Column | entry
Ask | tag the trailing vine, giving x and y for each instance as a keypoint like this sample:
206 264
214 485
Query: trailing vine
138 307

---

- [Job]: Could you copy the listing above line for line, with no changes at all?

- [Task solution]:
Column | entry
Ask | tag the trailing vine, giving x and y for each instance as a keypoint like this sample:
206 264
214 485
Query: trailing vine
138 307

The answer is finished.